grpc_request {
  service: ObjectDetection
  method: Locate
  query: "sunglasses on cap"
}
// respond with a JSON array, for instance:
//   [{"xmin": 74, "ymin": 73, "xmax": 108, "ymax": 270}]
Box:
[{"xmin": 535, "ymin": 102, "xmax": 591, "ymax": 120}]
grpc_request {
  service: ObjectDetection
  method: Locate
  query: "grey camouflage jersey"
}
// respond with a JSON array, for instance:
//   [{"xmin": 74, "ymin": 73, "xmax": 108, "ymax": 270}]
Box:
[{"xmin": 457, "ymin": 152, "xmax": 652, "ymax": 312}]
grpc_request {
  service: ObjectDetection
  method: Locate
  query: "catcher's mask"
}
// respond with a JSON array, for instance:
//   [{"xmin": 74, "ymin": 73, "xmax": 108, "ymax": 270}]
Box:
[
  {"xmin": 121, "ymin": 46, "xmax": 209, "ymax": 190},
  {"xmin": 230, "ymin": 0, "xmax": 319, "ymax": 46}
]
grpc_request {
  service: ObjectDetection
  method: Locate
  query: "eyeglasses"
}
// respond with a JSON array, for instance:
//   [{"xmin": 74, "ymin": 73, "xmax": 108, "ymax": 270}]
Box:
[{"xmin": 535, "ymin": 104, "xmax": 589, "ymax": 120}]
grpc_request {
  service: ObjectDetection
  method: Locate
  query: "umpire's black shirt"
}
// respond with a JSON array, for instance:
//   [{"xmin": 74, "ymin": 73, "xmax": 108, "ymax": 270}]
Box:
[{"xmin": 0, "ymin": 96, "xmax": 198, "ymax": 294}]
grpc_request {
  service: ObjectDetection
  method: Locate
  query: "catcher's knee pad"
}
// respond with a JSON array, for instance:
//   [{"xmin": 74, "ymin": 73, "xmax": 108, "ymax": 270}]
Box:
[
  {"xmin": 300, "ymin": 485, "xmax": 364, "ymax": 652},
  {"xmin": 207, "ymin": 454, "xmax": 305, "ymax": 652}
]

■ ■ ■ ■ ■ ■ ■

» **EXERCISE DESCRIPTION**:
Can you render every line of the records above as a Markdown table with the columns Number and Text, one row per line and blank lines left out?

» **THE COMPLETED TASK**:
| Number | Text |
|---|---|
| 1 | grpc_request { |
| 2 |   service: ObjectDetection |
| 3 |   method: Locate |
| 4 |   query: "sunglasses on cap" |
| 5 | } |
| 6 | // respond with a JSON array, for instance: |
| 7 | //   [{"xmin": 74, "ymin": 73, "xmax": 108, "ymax": 270}] |
| 8 | Box: |
| 9 | [{"xmin": 535, "ymin": 102, "xmax": 591, "ymax": 120}] |
| 10 | grpc_request { |
| 11 |   service: ObjectDetection |
| 12 |   method: Locate |
| 13 |   query: "grey camouflage jersey" |
| 14 | } |
| 15 | // respond with a JSON array, for instance: |
| 16 | //   [{"xmin": 74, "ymin": 73, "xmax": 108, "ymax": 270}] |
| 17 | Box: |
| 18 | [{"xmin": 457, "ymin": 152, "xmax": 652, "ymax": 312}] |
| 19 | grpc_request { |
| 20 |   service: ObjectDetection |
| 21 |   method: Locate |
| 22 |   query: "catcher's mask" |
| 23 | } |
| 24 | // respond with a JSON array, for instance: |
| 25 | //   [{"xmin": 74, "ymin": 73, "xmax": 108, "ymax": 270}] |
| 26 | Box: |
| 27 | [ |
| 28 |   {"xmin": 121, "ymin": 46, "xmax": 209, "ymax": 190}, |
| 29 |   {"xmin": 230, "ymin": 0, "xmax": 319, "ymax": 46} |
| 30 | ] |
| 31 | grpc_request { |
| 32 |   service: ObjectDetection |
| 33 |   method: Locate |
| 34 |   query: "eyeglasses" |
| 35 | } |
| 36 | // respond with a JSON array, for instance: |
| 37 | //   [{"xmin": 74, "ymin": 73, "xmax": 108, "ymax": 270}] |
| 38 | Box: |
| 39 | [{"xmin": 535, "ymin": 104, "xmax": 589, "ymax": 120}] |
| 40 | grpc_request { |
| 41 |   service: ObjectDetection |
| 42 |   method: Locate |
| 43 |   query: "umpire's black shirt" |
| 44 | } |
| 45 | // respond with a JSON array, for instance: |
| 46 | //   [{"xmin": 74, "ymin": 73, "xmax": 108, "ymax": 270}] |
| 47 | Box: |
| 48 | [{"xmin": 0, "ymin": 96, "xmax": 198, "ymax": 294}] |
| 49 | grpc_request { |
| 50 |   service: ObjectDetection |
| 51 |   method: Locate |
| 52 |   query: "catcher's knee pad" |
| 53 | } |
| 54 | // respond with a JSON array, for instance: |
| 55 | //   [{"xmin": 74, "ymin": 73, "xmax": 108, "ymax": 270}] |
| 56 | Box: |
| 57 | [ |
| 58 |   {"xmin": 300, "ymin": 485, "xmax": 364, "ymax": 652}, |
| 59 |   {"xmin": 207, "ymin": 454, "xmax": 305, "ymax": 652} |
| 60 | ] |